** start of Text provided **

Published: Sun 26 Sep 2010, 9:27 PM

Updated: Mon 6 Apr 2015, 1:53 PM

This is why US President Barack Obama’s gesture of revamping his country’s foreign aid policy with the thrust of concentrating more and more on aid rather than loans is most welcome. Washington, as the world’s largest lender, can lead from the front with Japan and the European Union following suit for rewriting a new policy of ushering in development, which is not tailor-made elsewhere and is adaptable to the needs and necessities of the recipient country.

In an era mired with recessionary trends and where economies across the world are struggling to stay afloat, the realisation on the part of the developed world to inject money as a catalyst is quite encouraging. The United Nations, that is seized with the objective of seeing that its Millennium Development Goals are realised by the year 2015, can do a better job by furthering the proposal mooted by President Obama, while addressing the General Assembly of the world body. It is, in fact, the pestering debt burden and non-developmental expenditure that is hampering developing nations from making strides — keeping them engrossed in the abyss of poverty and reactionary politics.

** end of Text provided **
** start of Dataset excerpts **

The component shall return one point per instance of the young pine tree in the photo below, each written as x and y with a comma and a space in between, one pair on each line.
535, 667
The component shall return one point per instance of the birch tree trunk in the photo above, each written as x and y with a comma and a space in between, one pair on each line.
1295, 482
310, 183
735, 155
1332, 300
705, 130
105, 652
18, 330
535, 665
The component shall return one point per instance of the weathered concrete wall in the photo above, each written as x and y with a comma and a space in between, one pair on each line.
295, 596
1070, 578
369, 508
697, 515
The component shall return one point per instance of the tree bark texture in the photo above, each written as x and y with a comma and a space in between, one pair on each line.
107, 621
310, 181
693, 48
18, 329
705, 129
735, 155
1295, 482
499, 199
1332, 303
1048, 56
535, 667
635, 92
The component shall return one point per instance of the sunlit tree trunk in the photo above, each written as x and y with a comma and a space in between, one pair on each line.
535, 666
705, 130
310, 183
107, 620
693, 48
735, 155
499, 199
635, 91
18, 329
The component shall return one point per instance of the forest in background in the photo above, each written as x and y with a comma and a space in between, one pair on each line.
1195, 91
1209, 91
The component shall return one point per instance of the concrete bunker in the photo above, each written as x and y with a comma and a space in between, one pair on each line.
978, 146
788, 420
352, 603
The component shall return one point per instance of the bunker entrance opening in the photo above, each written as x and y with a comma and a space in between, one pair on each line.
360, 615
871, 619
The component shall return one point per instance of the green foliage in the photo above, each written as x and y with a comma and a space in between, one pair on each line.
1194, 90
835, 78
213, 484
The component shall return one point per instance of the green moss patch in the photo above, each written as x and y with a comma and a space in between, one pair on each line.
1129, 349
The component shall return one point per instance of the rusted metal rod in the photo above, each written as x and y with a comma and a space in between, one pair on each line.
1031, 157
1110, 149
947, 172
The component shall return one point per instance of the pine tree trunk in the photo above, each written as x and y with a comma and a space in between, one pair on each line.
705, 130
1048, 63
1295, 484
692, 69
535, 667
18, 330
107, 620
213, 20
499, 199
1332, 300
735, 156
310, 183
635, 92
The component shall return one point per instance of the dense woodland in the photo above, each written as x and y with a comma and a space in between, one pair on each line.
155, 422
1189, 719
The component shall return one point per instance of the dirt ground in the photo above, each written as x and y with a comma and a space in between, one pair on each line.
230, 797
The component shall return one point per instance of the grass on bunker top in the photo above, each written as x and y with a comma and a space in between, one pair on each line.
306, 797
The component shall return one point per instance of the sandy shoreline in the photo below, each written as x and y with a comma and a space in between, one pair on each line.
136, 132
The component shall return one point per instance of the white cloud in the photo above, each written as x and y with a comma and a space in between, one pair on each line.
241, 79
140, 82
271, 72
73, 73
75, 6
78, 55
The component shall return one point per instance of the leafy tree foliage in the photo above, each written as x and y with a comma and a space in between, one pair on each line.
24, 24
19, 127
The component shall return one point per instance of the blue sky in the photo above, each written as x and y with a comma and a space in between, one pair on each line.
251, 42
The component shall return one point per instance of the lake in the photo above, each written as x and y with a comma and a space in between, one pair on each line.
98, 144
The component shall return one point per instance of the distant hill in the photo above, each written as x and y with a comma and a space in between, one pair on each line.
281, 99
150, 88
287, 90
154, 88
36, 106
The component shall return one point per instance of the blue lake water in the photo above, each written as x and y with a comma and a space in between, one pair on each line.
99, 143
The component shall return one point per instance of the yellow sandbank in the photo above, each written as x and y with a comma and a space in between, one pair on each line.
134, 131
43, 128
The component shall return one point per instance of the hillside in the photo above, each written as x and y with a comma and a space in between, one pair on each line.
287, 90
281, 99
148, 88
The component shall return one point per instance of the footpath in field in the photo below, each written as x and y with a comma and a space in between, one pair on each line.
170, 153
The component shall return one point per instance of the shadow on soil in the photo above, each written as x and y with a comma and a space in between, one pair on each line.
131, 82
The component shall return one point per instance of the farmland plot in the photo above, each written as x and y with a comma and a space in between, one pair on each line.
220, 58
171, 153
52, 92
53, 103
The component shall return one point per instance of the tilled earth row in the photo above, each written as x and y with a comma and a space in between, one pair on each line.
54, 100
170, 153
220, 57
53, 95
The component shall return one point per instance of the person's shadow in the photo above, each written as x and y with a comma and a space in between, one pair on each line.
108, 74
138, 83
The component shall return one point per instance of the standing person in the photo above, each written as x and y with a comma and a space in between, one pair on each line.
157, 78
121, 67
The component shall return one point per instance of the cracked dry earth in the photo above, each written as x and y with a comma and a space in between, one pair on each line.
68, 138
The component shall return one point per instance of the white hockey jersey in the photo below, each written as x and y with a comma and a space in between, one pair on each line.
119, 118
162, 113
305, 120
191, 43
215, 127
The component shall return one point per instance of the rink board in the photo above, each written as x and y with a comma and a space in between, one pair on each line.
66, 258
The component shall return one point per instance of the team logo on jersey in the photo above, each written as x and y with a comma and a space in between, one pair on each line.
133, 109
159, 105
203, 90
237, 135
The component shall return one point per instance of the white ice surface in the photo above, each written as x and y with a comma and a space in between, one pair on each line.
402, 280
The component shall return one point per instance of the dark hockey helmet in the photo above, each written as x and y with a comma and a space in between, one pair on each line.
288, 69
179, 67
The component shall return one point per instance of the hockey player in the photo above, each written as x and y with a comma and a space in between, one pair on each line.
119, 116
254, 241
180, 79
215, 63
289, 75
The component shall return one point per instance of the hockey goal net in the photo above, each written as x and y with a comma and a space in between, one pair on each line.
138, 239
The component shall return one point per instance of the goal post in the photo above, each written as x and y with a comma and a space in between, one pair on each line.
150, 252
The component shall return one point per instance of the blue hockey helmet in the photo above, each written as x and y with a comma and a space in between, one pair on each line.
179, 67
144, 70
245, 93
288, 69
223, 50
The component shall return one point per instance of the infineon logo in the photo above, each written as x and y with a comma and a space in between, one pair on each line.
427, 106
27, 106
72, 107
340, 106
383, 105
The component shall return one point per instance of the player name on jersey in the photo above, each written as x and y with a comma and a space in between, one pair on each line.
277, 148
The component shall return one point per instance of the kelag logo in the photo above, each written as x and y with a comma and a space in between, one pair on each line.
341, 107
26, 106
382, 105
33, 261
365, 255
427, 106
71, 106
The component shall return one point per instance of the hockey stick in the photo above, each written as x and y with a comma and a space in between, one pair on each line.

** end of Dataset excerpts **

**Written exercise**
Summarize the text on US foreign aid policy in two sentences.

**Answer for this exercise**
President Barack Obama's move to revamp US foreign aid policy so that it concentrates more on aid than on loans is welcomed, and Washington, as the world's largest lender, can lead Japan and the European Union toward a development policy suited to each recipient country's needs. With economies worldwide struggling amid recessionary trends, the developed world's readiness to inject money is encouraging, and the United Nations could further the proposal while pursuing its Millennium Development Goals, since debt burdens and non-developmental spending keep developing nations in poverty and reactionary politics.